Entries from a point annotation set
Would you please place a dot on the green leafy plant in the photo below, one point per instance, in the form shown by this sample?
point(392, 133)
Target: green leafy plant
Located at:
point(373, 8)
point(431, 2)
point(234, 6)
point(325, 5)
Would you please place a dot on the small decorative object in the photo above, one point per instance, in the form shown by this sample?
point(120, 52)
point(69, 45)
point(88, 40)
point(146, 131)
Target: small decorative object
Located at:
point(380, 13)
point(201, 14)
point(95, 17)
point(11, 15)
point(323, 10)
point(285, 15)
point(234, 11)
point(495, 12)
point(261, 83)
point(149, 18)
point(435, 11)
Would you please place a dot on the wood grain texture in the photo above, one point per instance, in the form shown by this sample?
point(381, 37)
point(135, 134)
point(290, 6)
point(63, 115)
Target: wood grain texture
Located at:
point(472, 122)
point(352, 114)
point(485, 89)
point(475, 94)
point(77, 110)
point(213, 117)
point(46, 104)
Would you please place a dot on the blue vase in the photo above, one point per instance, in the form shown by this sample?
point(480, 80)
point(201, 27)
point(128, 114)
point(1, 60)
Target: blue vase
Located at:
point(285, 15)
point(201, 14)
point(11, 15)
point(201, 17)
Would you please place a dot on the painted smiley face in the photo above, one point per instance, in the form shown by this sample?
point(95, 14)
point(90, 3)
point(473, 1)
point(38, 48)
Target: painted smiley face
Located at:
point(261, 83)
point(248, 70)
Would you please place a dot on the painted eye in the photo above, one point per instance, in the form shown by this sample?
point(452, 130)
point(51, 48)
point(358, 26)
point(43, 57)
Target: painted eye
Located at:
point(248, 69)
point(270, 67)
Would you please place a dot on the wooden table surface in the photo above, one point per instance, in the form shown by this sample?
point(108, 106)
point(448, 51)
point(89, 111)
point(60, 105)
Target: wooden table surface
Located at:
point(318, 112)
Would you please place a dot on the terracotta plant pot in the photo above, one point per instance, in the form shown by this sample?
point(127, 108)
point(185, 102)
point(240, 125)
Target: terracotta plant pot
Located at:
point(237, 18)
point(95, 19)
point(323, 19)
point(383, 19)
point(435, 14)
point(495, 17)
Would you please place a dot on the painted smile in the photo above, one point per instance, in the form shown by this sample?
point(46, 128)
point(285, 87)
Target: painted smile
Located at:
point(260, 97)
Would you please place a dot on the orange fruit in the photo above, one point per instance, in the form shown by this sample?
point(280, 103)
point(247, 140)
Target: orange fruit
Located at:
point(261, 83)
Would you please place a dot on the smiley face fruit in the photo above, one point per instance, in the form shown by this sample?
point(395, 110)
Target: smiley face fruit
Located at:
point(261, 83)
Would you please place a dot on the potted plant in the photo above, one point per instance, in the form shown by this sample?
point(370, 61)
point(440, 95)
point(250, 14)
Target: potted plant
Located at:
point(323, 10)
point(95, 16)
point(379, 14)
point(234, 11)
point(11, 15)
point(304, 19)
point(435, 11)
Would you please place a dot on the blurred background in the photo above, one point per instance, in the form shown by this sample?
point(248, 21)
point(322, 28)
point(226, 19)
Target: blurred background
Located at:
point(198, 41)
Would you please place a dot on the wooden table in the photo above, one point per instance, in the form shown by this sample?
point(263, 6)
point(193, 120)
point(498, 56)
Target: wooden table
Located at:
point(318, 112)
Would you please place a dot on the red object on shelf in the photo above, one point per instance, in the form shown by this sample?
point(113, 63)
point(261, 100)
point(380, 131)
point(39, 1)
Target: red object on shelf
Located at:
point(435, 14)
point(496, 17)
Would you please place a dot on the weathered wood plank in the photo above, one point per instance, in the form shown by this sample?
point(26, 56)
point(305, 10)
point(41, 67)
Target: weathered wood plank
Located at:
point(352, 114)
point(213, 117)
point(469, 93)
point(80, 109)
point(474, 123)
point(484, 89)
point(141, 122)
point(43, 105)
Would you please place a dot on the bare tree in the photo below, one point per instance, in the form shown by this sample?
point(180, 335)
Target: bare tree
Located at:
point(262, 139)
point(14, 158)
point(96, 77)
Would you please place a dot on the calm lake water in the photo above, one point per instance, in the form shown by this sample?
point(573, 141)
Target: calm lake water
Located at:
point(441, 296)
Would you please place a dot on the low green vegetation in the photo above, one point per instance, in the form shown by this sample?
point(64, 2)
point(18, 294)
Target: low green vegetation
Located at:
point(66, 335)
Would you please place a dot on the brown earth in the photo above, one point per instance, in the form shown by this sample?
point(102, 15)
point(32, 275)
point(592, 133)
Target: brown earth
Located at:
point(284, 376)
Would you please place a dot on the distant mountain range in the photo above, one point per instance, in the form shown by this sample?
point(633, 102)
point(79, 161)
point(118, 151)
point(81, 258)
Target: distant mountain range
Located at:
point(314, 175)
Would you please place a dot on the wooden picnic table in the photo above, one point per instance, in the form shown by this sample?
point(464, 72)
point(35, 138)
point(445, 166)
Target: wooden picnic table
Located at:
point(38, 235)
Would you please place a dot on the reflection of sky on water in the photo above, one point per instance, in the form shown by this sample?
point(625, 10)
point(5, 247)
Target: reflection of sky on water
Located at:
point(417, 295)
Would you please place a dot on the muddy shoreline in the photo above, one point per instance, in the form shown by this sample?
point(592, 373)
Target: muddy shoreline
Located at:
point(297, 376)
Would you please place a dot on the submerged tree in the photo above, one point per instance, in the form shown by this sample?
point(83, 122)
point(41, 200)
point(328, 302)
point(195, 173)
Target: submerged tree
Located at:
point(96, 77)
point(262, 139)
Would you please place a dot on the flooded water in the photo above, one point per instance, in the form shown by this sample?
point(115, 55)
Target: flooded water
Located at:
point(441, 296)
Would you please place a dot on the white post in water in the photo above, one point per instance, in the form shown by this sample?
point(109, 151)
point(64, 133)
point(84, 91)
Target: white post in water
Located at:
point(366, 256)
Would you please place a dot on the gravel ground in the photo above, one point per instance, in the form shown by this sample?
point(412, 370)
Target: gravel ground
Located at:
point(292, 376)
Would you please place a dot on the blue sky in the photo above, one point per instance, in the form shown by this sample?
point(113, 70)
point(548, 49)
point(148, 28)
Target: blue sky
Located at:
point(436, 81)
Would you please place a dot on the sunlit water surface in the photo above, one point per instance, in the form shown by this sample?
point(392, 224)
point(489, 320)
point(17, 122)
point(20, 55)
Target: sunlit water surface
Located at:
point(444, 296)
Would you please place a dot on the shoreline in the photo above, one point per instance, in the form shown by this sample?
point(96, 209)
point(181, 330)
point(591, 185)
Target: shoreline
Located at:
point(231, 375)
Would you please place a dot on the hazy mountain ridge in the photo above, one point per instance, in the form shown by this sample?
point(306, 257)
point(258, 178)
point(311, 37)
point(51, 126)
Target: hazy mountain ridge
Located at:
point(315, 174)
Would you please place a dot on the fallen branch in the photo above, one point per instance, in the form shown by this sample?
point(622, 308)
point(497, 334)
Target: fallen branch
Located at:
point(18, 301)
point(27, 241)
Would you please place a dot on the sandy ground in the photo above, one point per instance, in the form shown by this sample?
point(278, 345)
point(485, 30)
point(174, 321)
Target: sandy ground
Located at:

WRITTEN PROBLEM: Write out the lines of the records starting at the one containing "Would you please place a dot on the red" and ending at the one containing "point(496, 17)", both included, copying each line exactly.

RESULT OF THIS TASK:
Would you please place a dot on the red object on shelf in the photo above, one point per instance, in the form shown by this sample?
point(113, 63)
point(261, 100)
point(380, 131)
point(39, 1)
Target: red object on shelf
Located at:
point(435, 14)
point(496, 17)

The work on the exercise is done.